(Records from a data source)
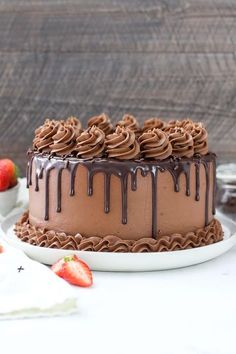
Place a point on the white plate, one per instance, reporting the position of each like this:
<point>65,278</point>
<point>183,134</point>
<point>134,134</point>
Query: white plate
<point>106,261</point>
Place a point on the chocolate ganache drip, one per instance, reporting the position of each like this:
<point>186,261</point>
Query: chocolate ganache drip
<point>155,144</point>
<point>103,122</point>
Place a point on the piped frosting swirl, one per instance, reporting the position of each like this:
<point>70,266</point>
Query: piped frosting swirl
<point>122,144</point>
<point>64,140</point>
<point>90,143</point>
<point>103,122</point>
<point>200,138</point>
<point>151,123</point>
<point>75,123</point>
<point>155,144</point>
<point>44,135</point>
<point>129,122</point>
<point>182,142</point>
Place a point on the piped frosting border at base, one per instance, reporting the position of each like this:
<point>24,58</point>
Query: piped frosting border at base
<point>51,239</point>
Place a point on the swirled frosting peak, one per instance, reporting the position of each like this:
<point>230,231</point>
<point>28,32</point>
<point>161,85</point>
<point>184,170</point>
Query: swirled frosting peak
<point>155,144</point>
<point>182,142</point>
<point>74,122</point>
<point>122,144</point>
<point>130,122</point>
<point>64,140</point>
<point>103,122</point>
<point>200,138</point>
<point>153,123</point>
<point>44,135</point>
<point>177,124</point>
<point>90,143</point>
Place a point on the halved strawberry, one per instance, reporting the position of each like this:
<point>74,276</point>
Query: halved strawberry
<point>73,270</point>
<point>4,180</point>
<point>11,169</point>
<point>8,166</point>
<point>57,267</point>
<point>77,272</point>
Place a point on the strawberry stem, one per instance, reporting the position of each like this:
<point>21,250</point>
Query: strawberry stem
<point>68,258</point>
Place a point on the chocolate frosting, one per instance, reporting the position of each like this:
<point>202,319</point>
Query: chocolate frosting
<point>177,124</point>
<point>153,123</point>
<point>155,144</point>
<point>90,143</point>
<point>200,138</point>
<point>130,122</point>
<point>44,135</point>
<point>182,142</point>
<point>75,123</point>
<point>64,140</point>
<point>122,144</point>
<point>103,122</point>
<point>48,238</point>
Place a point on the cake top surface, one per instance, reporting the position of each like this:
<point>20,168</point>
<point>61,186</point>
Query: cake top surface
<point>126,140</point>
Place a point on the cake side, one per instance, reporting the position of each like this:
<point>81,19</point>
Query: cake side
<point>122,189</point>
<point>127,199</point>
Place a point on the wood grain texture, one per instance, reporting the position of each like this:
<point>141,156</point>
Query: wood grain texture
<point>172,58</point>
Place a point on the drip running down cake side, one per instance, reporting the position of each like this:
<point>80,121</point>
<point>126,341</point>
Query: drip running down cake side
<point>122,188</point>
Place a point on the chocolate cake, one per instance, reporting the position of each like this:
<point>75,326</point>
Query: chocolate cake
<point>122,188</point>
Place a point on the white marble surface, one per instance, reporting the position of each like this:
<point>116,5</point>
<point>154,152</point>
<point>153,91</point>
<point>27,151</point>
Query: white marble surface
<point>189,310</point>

**WRITTEN EXERCISE**
Convert the records into a JSON list of strings, with one string for each line and no entries for blank lines. Leave the pictures out of the answer.

**TASK OUTPUT**
[
  "Place a point on the white plate, one per instance, reporting the position of each like this:",
  "<point>65,278</point>",
  "<point>183,134</point>",
  "<point>134,134</point>",
  "Query: white plate",
  "<point>106,261</point>",
  "Place a point on the chocolate ganache drip, one per instance, reporting the position of each like this:",
  "<point>186,261</point>",
  "Query: chocolate ganache drip",
  "<point>155,144</point>",
  "<point>103,122</point>",
  "Place a point on the piped frosting swirl, one per instance, reporting the position of each like this:",
  "<point>70,266</point>",
  "Query: piped frosting swirl",
  "<point>122,144</point>",
  "<point>64,140</point>",
  "<point>90,143</point>",
  "<point>103,122</point>",
  "<point>200,138</point>",
  "<point>151,123</point>",
  "<point>75,123</point>",
  "<point>155,144</point>",
  "<point>44,135</point>",
  "<point>129,122</point>",
  "<point>182,142</point>",
  "Place a point on the piped frosting border at base, one per instance, reporting the position of each like this:",
  "<point>24,58</point>",
  "Query: piped frosting border at base",
  "<point>51,239</point>",
  "Place a point on the swirled frosting peak, one per instance, reporting the position of each like this:",
  "<point>230,231</point>",
  "<point>28,32</point>",
  "<point>161,85</point>",
  "<point>184,170</point>",
  "Query: swirled frosting peak",
  "<point>155,144</point>",
  "<point>182,142</point>",
  "<point>74,122</point>",
  "<point>122,144</point>",
  "<point>130,122</point>",
  "<point>64,140</point>",
  "<point>103,122</point>",
  "<point>200,138</point>",
  "<point>153,123</point>",
  "<point>44,135</point>",
  "<point>177,124</point>",
  "<point>90,143</point>",
  "Place a point on the halved strawberry, one per instance, reporting the position of each like this:",
  "<point>74,276</point>",
  "Query: halved strawberry",
  "<point>73,270</point>",
  "<point>4,180</point>",
  "<point>11,169</point>",
  "<point>8,166</point>",
  "<point>57,267</point>",
  "<point>77,272</point>",
  "Place a point on the strawberry stem, one per instance, reporting the position of each like this:",
  "<point>21,250</point>",
  "Query: strawberry stem",
  "<point>68,258</point>",
  "Place a point on the chocolate frosting, one per instance, reporting the position of each like this:",
  "<point>202,319</point>",
  "Query: chocolate frosting",
  "<point>177,124</point>",
  "<point>153,123</point>",
  "<point>155,144</point>",
  "<point>90,143</point>",
  "<point>200,138</point>",
  "<point>130,122</point>",
  "<point>44,135</point>",
  "<point>182,142</point>",
  "<point>75,123</point>",
  "<point>64,140</point>",
  "<point>122,144</point>",
  "<point>103,122</point>",
  "<point>48,238</point>",
  "Place a point on the cake top surface, one per instance, reporting the position of each like this:",
  "<point>20,168</point>",
  "<point>61,186</point>",
  "Query: cake top surface",
  "<point>126,140</point>",
  "Place a point on the cake side, one per instance, reporting the position of each like this:",
  "<point>81,19</point>",
  "Query: cake side",
  "<point>122,189</point>",
  "<point>127,199</point>",
  "Place a point on the wood grain texture, one per instance, reporting the position of each like this:",
  "<point>141,156</point>",
  "Query: wood grain texture",
  "<point>172,58</point>",
  "Place a point on the drip running down cake side, one per instance, reporting the position of each like this:",
  "<point>80,121</point>",
  "<point>126,341</point>",
  "Query: drip running down cake side",
  "<point>122,188</point>",
  "Place a point on the chocolate cake, one per instance, reporting the position of each like this:",
  "<point>75,326</point>",
  "Query: chocolate cake",
  "<point>122,188</point>",
  "Place a point on the white marble surface, one per instance, reporting the position of each like this:",
  "<point>116,5</point>",
  "<point>154,152</point>",
  "<point>153,91</point>",
  "<point>27,151</point>",
  "Query: white marble surface",
  "<point>189,310</point>"
]